[Lines for pointing and labeling]
:::::
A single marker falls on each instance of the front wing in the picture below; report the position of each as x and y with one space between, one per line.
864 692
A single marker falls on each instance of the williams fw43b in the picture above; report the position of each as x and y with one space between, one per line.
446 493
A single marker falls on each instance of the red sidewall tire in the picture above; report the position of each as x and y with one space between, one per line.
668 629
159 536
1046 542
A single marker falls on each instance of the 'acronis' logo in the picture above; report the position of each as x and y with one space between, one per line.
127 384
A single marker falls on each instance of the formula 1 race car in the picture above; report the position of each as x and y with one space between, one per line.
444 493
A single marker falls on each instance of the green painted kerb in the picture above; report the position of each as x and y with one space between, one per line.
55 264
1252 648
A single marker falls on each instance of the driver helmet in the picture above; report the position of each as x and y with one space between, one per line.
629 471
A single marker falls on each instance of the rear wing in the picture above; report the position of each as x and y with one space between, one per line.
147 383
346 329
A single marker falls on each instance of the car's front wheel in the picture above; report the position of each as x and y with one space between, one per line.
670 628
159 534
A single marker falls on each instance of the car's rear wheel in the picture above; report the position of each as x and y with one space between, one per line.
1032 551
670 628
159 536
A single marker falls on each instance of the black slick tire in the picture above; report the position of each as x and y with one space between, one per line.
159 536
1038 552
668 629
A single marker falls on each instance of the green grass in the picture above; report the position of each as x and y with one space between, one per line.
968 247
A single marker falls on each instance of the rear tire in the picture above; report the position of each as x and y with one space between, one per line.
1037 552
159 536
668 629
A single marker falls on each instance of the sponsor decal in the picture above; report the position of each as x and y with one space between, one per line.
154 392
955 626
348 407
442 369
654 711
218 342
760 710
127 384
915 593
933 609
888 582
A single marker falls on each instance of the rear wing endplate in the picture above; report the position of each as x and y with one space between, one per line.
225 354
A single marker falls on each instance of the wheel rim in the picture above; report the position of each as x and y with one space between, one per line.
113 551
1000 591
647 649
:::::
### [Given problem]
Begin at the line that contains "A single marker falls on each instance of the wheel" and stop after the last line. Write those lines out again with the requests included, moving every coordinate in the answers by adding -105 to it.

### [Reply]
A single marker falls on each instance of the wheel rim in the picture above; report the position of each as x and y with one space between, one per line.
8 446
895 486
542 544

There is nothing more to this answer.